[Dataset rows on where objects appear]
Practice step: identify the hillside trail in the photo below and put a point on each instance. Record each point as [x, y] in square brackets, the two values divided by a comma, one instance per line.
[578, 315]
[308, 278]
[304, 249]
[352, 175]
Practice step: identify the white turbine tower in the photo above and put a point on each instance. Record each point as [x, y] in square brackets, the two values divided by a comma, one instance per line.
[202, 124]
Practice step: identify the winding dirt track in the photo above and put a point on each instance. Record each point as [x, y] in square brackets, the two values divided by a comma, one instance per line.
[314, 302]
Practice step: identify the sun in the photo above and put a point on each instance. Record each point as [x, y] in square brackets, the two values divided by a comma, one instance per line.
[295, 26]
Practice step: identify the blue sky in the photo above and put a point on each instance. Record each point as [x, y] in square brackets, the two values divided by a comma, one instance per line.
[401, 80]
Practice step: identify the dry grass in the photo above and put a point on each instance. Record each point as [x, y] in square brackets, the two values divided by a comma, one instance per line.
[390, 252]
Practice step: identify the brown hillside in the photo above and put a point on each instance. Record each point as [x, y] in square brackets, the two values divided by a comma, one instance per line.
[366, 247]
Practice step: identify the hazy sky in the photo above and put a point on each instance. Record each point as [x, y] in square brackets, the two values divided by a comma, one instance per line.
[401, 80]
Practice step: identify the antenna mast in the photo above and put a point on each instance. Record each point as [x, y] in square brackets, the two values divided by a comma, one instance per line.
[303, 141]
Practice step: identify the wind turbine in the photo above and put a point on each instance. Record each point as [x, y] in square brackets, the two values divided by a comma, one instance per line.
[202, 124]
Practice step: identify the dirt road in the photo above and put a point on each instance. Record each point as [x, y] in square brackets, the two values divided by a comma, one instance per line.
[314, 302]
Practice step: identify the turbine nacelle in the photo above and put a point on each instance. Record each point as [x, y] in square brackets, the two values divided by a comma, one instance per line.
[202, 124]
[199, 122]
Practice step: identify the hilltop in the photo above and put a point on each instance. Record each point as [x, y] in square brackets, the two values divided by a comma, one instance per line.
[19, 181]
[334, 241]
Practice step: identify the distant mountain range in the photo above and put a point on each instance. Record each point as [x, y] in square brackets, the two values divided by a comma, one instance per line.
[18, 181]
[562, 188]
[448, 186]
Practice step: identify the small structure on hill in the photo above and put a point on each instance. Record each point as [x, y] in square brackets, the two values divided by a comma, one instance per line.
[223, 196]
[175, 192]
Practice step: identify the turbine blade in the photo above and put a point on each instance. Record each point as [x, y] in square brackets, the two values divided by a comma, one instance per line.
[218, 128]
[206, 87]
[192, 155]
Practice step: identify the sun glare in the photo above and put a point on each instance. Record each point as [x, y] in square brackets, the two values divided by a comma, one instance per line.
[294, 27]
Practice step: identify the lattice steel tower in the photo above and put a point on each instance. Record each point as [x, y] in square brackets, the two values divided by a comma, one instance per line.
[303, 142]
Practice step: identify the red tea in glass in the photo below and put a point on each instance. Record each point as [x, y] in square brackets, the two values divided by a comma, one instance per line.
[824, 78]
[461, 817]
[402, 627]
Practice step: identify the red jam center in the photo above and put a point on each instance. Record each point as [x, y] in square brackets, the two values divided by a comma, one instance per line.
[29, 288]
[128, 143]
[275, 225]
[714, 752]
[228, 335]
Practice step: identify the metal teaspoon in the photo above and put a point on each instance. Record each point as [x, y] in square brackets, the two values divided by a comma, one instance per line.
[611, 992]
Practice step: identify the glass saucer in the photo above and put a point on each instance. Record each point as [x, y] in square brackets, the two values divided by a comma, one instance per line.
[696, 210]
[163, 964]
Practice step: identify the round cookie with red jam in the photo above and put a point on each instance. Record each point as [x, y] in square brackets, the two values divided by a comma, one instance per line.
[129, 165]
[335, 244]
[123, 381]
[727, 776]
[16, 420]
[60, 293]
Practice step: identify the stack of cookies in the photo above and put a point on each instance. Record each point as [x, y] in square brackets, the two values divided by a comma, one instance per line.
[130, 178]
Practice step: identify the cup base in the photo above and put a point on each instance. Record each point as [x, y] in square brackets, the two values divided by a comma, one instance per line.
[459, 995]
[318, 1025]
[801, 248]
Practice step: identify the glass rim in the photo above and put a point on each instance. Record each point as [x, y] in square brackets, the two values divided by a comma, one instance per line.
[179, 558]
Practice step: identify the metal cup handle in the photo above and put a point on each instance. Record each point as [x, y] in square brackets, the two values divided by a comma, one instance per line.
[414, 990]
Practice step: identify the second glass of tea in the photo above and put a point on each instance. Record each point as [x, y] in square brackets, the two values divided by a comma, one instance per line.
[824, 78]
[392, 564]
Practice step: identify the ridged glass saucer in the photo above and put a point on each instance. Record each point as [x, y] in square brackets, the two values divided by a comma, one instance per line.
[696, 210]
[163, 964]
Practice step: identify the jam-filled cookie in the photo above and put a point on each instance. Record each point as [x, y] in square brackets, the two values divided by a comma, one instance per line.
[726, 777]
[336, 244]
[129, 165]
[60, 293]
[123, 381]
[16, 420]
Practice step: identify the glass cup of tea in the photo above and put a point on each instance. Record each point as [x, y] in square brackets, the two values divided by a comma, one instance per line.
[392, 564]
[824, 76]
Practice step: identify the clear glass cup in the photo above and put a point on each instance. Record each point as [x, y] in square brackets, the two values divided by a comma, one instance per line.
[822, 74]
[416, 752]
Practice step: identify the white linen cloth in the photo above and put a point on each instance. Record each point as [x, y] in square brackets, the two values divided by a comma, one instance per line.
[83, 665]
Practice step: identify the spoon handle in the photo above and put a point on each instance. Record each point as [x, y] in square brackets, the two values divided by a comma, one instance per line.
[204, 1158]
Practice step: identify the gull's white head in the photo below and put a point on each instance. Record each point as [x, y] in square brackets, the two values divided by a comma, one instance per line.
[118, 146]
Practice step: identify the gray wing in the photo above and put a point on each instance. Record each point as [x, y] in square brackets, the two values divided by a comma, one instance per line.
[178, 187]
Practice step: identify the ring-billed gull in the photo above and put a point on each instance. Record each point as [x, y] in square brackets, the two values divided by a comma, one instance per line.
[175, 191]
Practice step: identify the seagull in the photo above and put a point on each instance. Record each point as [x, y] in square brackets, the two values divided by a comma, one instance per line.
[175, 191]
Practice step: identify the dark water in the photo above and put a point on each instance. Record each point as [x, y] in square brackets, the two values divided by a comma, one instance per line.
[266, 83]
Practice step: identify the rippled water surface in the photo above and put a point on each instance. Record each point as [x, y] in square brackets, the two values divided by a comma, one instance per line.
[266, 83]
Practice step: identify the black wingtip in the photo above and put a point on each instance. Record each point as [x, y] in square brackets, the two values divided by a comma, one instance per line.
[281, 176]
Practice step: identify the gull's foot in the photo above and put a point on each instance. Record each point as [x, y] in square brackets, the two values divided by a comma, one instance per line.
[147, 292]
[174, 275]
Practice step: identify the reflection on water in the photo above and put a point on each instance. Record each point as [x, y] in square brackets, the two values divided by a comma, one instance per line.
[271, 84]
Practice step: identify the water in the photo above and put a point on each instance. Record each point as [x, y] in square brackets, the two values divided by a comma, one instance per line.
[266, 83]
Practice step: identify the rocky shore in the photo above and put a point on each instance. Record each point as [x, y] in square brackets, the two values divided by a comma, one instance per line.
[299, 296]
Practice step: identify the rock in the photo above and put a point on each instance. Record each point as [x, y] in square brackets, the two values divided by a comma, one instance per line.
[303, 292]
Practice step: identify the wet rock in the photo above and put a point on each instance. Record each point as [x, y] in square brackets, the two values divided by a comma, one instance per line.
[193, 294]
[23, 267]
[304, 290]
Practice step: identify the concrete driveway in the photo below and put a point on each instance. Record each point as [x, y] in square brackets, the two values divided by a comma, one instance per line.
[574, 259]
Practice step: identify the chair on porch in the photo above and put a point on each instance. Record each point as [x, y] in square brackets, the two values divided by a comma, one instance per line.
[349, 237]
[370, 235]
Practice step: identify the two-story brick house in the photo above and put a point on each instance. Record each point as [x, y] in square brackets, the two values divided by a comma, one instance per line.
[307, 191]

Stated problem:
Copy out the rows word for word, starting at the line containing "Practice step: identify the spoon" and ending at the line containing "[204, 1158]", with both of those lines included.

Answer:
Practice step: identify the spoon handle in the photo above and put a point on each instance. Record each point as [x, y] in square brackets, the two values divided by a comma, one instance per line.
[204, 1158]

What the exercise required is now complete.